● **TASK REQUIREMENTS**
Print each record below word for word.

%%

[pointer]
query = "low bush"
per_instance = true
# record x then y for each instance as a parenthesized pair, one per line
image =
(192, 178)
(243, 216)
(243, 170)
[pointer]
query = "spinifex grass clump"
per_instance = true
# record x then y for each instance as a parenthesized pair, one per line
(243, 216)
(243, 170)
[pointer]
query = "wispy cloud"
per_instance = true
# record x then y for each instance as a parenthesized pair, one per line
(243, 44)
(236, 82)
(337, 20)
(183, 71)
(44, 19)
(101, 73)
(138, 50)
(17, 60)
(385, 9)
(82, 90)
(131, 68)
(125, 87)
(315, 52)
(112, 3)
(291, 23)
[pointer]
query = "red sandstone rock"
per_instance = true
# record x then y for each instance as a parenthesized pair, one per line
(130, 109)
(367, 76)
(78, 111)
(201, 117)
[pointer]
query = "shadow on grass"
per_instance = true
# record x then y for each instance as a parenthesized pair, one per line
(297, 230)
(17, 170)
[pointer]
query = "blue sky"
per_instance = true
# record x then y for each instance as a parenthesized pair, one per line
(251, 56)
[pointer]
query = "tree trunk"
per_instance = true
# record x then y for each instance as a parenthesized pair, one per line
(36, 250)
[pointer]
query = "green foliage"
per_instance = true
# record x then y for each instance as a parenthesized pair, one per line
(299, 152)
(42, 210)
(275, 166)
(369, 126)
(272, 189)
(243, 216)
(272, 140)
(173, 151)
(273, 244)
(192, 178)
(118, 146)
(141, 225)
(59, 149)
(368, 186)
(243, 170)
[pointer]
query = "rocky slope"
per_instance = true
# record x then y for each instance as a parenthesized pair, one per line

%%

● **TASK RESULT**
[pointer]
query = "low bush"
per_instance = true
# record x then y for each instance as a parenthesized pair, one per line
image =
(192, 178)
(243, 216)
(243, 170)
[pointer]
query = "spinifex grass clump"
per_instance = true
# record x then y for each instance as a parenthesized pair, one per line
(243, 216)
(243, 170)
[pointer]
query = "wispy cloud"
per_instance = true
# record x then y for each instance as a parenthesized pair, one per line
(243, 44)
(236, 82)
(337, 20)
(183, 71)
(44, 19)
(101, 73)
(138, 50)
(17, 60)
(385, 9)
(82, 90)
(131, 68)
(125, 87)
(315, 52)
(112, 3)
(291, 23)
[pointer]
query = "red sandstone rock"
per_instance = true
# record x then y for each instance as a parenthesized pair, one per line
(130, 109)
(367, 76)
(78, 111)
(201, 117)
[pointer]
query = "shadow on grass"
per_instance = true
# record x then y for each instance as a parenthesized pair, one per line
(297, 230)
(17, 170)
[pointer]
query = "blue sky"
per_instance = true
# record x then y for each instance as a parenthesized pair, one per line
(251, 56)
[pointer]
query = "tree trunk"
per_instance = true
# record x then y for each instance as a parenthesized pair, one per line
(36, 250)
[pointer]
query = "green foliage"
per_instance = true
# record x then y for each instance as a parenthesized pair, one per line
(299, 152)
(42, 210)
(275, 166)
(369, 126)
(272, 189)
(243, 216)
(272, 140)
(173, 151)
(273, 244)
(192, 178)
(118, 146)
(141, 225)
(59, 149)
(368, 186)
(243, 170)
[pointer]
query = "rocky slope"
per_instance = true
# record x then y for each instance as a parenthesized pair, one per line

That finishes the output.